TASK INSTRUCTIONS:
Reproduce the lines below verbatim.

MATERIAL FOR THIS EXERCISE:
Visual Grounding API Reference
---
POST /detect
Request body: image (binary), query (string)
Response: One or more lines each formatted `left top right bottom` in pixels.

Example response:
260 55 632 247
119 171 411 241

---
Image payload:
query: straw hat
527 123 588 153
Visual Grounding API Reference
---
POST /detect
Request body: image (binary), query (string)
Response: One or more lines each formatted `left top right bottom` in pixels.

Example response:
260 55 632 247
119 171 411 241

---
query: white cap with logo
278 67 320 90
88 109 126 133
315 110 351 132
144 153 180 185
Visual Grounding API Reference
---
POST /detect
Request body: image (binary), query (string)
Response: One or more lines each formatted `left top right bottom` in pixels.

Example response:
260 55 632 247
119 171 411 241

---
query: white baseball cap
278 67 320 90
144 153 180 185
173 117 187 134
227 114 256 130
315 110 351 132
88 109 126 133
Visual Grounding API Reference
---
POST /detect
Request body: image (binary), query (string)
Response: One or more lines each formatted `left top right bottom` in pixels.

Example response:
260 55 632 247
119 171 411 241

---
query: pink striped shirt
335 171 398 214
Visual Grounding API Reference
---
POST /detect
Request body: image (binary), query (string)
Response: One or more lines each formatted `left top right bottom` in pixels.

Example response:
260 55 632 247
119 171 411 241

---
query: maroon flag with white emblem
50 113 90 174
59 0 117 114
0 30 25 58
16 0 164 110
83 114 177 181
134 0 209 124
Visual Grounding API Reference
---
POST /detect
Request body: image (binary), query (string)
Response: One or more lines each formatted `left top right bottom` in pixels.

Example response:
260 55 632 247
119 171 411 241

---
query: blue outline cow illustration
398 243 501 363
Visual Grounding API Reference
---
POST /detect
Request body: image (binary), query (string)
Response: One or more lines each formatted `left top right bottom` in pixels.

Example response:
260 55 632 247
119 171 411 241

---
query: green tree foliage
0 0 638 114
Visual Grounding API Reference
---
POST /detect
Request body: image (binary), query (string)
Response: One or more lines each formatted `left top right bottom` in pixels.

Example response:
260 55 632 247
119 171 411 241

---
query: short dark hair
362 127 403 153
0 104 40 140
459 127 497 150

RESPONSE TO THIS TASK:
Visual Grounding API Reference
---
POST /detect
Request body: image (binary), query (string)
Response: One or more lines each formatted `left top right bottom` in pixels.

Example response:
260 55 632 247
119 171 411 241

---
Image payload:
query: straw hat
527 123 588 153
Visual Grounding API Reference
---
POST /detect
Request body: image (binary), query (string)
Response: One or more lines each formatted `left top right bottom` in pixels.

Example response:
260 55 632 247
119 171 411 241

---
query: white cap with logo
278 67 320 90
88 109 126 133
315 110 351 132
144 153 180 185
Visual Grounding API Reference
---
POST /detect
Request body: image (binary), query (string)
Response: One or more lines each formatted `left top right bottom` in pixels.

Example response:
260 55 632 247
119 171 411 241

---
query: white baseball cap
278 67 320 90
144 153 180 185
173 117 187 134
227 114 256 130
315 110 351 132
88 109 126 133
Visual Grounding API Reference
---
POST /detect
Request body: image (binary), query (string)
Response: One or more lines each formatted `left top right bottom` in pixels.

Example response:
260 55 632 247
119 171 411 241

---
query: pink striped shirt
335 171 398 214
Visual Grounding API Reference
---
POST /detect
Request body: image (binary), query (string)
Response: One or more lines each formatted `left top right bottom` in pixels.

Example response:
260 55 632 247
119 171 411 241

---
query: maroon flag with white emblem
50 113 90 174
59 0 117 114
0 30 25 58
16 0 164 110
83 114 177 181
134 0 209 124
Visual Grounding API Reference
---
POST /detect
Request body: image (binary), query (string)
Response: One or more lines each formatted `left top right bottom` in pixels.

Example response:
260 55 632 247
119 171 411 241

---
query: blue outline cow illustration
398 243 501 363
Visual Grounding API Reference
---
POST /detect
Request body: image (binary), query (string)
Response: One or more lines each formatted `left top right bottom` in pixels.

Example response:
260 55 632 247
119 171 411 241

---
query: green tree foliage
0 0 638 114
Visual Grounding API Reference
---
POST /detect
Request body: image (binary), query (string)
Response: One or more lines each formatted `left top right bottom` in pixels.

Example response:
260 55 632 247
119 171 411 241

---
query: short dark hair
362 127 403 153
0 104 40 140
459 127 497 150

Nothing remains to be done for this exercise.